**WHAT THE EXERCISE ASKS**
An exact reproduction of the records is required, with all images left out.

**INPUT RECORDS**
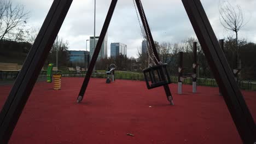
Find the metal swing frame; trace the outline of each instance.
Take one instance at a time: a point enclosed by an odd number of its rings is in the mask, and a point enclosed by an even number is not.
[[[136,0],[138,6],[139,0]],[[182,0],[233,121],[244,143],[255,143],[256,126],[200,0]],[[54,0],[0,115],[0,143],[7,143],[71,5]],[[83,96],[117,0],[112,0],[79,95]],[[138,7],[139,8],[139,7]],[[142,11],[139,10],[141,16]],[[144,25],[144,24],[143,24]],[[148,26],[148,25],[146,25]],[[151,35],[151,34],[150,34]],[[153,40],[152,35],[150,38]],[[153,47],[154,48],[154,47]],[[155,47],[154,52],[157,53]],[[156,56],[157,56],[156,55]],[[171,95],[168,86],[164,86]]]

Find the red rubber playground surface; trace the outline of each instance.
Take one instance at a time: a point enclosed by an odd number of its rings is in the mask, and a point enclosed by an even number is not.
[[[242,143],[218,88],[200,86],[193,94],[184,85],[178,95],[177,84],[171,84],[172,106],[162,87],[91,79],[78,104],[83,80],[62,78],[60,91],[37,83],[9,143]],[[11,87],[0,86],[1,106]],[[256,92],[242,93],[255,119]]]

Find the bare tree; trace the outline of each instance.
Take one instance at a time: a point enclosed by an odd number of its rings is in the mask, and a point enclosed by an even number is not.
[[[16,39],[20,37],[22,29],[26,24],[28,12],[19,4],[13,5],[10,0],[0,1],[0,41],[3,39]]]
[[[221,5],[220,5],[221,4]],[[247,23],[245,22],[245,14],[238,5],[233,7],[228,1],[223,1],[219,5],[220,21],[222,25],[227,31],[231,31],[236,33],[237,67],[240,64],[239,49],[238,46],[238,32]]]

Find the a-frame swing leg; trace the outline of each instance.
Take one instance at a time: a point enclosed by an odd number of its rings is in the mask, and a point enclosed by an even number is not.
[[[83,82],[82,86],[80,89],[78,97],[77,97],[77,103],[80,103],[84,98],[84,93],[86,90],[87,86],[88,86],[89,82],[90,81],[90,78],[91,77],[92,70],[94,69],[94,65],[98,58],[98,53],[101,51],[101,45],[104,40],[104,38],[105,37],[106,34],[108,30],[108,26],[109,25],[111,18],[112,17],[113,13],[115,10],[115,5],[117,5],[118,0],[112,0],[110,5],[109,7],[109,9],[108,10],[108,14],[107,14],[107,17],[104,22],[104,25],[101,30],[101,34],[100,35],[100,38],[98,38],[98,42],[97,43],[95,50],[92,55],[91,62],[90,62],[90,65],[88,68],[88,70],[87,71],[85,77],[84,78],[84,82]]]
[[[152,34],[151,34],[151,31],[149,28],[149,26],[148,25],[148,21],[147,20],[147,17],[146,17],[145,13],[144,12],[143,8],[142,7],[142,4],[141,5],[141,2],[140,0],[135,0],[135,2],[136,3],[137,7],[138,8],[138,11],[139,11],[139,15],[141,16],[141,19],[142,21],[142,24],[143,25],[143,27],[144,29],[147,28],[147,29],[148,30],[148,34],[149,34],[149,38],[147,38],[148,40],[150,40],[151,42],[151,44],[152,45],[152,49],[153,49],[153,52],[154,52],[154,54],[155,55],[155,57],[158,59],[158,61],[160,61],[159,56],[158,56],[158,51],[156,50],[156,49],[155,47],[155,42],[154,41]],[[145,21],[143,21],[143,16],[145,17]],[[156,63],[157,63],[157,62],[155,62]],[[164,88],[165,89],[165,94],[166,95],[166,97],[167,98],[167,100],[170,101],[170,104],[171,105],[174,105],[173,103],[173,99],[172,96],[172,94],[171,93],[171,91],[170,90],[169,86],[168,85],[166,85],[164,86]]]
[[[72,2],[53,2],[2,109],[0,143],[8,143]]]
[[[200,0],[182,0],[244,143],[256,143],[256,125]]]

**COMPLETE OUTPUT**
Find the metal swing frame; trace the outline of each instance.
Take one instance at a time: a point enclosed by an odd number of its rings is in the mask, and a point enclosed by an even number is not.
[[[136,0],[138,6],[139,0]],[[182,0],[233,121],[244,143],[255,143],[256,126],[200,0]],[[54,0],[0,115],[0,143],[7,143],[71,5]],[[83,96],[117,0],[112,0],[79,95]],[[138,7],[139,8],[139,7]],[[142,11],[139,10],[141,16]],[[144,25],[144,24],[143,24]],[[148,26],[148,25],[146,25]],[[151,35],[151,34],[150,34]],[[153,40],[152,35],[150,38]],[[153,47],[154,48],[154,47]],[[155,47],[154,52],[157,53]],[[156,56],[157,56],[156,55]],[[171,95],[168,86],[164,86]]]

Find the red rubber playground surface; trace the outline of each instance.
Take one instance at a time: a point enclosed by an odd number of its rings is in the mask, and a point enclosed by an even number is not.
[[[242,143],[218,88],[200,86],[193,94],[184,85],[178,95],[177,84],[171,84],[172,106],[162,87],[91,79],[78,104],[83,80],[62,78],[60,91],[37,83],[9,143]],[[11,87],[0,86],[1,106]],[[256,92],[242,93],[255,119]]]

Find the bare tree; trace the outline of each instance.
Take one instance at a time: a point enclosed by an odd number of its rings is in the mask, and a point enclosed by an even number is not.
[[[16,39],[20,37],[22,29],[26,24],[28,12],[19,4],[13,5],[10,0],[0,1],[0,41],[3,39]]]
[[[221,5],[220,5],[221,4]],[[247,23],[245,22],[245,14],[238,5],[233,7],[228,1],[223,1],[219,5],[220,21],[222,25],[227,31],[231,31],[236,33],[237,67],[240,64],[239,49],[238,46],[238,32]]]

Find the a-frame swing leg; trace the outline of each instance.
Take one instance at a time: a point enclosed by an odd number of its rings is in the mask, and a point enclosed by an even number is not.
[[[83,82],[82,86],[80,89],[78,97],[77,97],[77,103],[80,103],[84,98],[84,93],[86,90],[87,86],[88,86],[89,82],[90,81],[90,78],[91,77],[92,70],[94,69],[94,65],[98,58],[98,53],[101,51],[101,45],[104,40],[104,38],[105,37],[106,34],[108,30],[108,26],[109,25],[111,18],[112,17],[113,13],[115,10],[115,5],[117,5],[118,0],[112,0],[110,5],[109,7],[109,9],[108,10],[108,14],[107,14],[107,17],[104,22],[104,25],[101,30],[101,34],[100,35],[100,38],[98,38],[98,42],[97,43],[95,50],[92,55],[91,62],[90,62],[90,65],[88,68],[88,70],[87,71],[85,77],[84,78],[84,82]]]
[[[152,34],[151,34],[151,31],[149,28],[149,26],[148,25],[148,21],[147,20],[147,17],[146,17],[145,13],[144,12],[143,8],[142,7],[142,4],[141,5],[141,2],[140,0],[135,0],[135,2],[136,3],[137,7],[138,8],[138,11],[139,11],[139,15],[141,16],[141,19],[142,21],[142,24],[143,25],[143,27],[144,29],[147,28],[147,29],[148,30],[148,34],[149,34],[149,38],[147,38],[148,40],[150,40],[151,42],[151,44],[152,45],[152,49],[153,49],[153,52],[154,52],[154,54],[155,55],[155,57],[158,59],[158,61],[160,61],[159,56],[158,56],[158,51],[156,50],[156,49],[155,47],[155,42],[154,41]],[[145,21],[143,21],[143,16],[145,17]],[[156,63],[157,63],[157,62],[155,62]],[[164,88],[165,89],[165,94],[166,95],[166,97],[167,98],[167,100],[170,101],[170,104],[171,105],[174,105],[173,103],[173,99],[172,96],[172,94],[171,93],[171,91],[170,90],[169,86],[168,85],[166,85],[164,86]]]
[[[72,2],[53,2],[2,109],[0,143],[8,143]]]
[[[200,0],[182,0],[244,143],[256,143],[256,125]]]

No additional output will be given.